-- begin Exercise materials --
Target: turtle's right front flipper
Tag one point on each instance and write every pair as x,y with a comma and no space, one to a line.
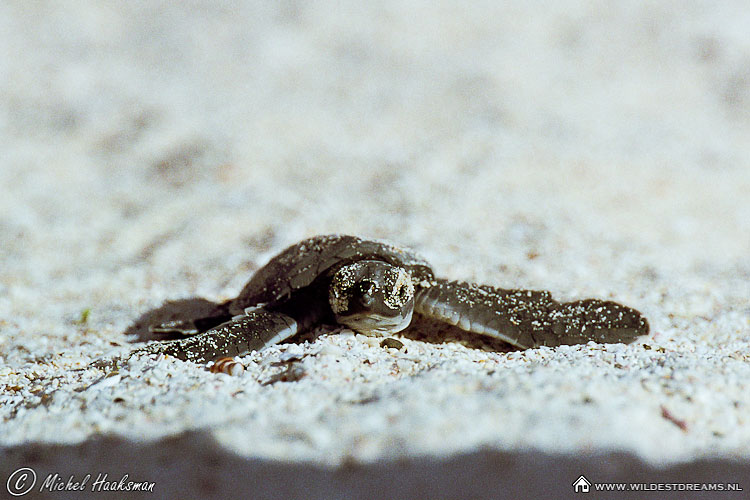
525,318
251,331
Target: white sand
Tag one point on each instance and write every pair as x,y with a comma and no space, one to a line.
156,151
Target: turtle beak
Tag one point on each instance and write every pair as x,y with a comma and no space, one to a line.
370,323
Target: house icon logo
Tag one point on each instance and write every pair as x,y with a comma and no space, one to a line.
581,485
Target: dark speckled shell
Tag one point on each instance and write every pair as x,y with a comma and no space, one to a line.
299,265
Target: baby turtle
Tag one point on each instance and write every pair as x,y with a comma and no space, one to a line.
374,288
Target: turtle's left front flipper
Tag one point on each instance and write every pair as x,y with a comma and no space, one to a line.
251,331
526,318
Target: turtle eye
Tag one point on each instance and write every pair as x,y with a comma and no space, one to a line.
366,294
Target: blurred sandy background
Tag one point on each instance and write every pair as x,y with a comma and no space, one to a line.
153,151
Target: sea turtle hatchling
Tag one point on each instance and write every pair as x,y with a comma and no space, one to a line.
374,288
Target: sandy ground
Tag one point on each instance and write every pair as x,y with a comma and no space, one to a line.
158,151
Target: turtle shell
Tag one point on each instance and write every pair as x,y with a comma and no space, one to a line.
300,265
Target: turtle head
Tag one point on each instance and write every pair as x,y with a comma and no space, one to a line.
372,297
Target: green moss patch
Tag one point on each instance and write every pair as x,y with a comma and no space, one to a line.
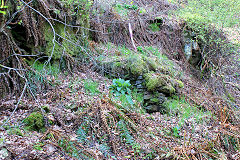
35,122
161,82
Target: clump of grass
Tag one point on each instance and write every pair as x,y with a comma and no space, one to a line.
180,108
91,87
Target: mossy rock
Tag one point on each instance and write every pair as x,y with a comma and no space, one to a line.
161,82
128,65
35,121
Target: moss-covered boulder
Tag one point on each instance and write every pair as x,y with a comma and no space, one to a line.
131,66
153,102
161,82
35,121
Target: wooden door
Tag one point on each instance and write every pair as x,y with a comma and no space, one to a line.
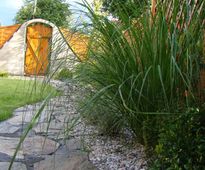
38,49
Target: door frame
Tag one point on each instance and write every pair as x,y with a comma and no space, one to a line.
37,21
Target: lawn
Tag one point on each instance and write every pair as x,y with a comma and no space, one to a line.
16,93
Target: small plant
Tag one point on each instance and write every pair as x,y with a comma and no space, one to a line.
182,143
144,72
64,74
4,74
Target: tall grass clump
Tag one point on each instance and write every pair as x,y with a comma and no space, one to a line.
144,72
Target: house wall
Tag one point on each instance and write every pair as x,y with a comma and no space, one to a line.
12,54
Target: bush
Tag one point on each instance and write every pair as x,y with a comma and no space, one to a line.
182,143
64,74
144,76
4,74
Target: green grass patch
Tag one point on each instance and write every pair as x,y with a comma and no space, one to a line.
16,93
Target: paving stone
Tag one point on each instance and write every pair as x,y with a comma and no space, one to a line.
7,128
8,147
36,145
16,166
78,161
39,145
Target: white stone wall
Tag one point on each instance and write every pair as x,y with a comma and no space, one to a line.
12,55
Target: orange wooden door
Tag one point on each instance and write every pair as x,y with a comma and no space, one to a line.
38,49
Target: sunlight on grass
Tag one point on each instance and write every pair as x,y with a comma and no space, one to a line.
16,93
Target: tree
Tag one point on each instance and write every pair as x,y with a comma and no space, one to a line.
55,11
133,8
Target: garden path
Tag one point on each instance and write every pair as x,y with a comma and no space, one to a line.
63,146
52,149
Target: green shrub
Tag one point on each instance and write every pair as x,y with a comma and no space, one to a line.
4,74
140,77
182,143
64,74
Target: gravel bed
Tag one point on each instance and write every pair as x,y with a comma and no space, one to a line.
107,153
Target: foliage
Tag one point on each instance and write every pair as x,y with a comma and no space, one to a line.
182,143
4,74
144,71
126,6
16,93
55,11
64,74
-- end Exercise materials --
→ **What needs to be done**
Transcribe the records above exactly, but only from the line that contains "Target: sunlight on grass" through their final line, inclusive.

→ **Output of the task**
Target: sunlight on grass
Tag one point on each instance and write every pair as x,y with a comma and no space, one to a line.
16,93
Target: tree
Tag one point on each instance and write every pair as x,y with a comma and no space, one to a line.
55,11
133,8
Target: garden path
Tag one point on each instance and write every pair as x,y with a comma and no space, one to a line.
63,146
52,149
Target: green shrub
Tag one point on each instance and write every pair as x,y with a comma and no space, one to a line.
4,74
140,77
182,143
64,74
Target: gravel bed
Tag one point on each instance and write every pair as x,y with a comma and no space, one to a line.
107,153
Target: foliage
Tag one point on each instance and write every pair as x,y with a comma and no space, one to a line.
182,143
4,74
144,71
126,6
16,93
55,11
64,74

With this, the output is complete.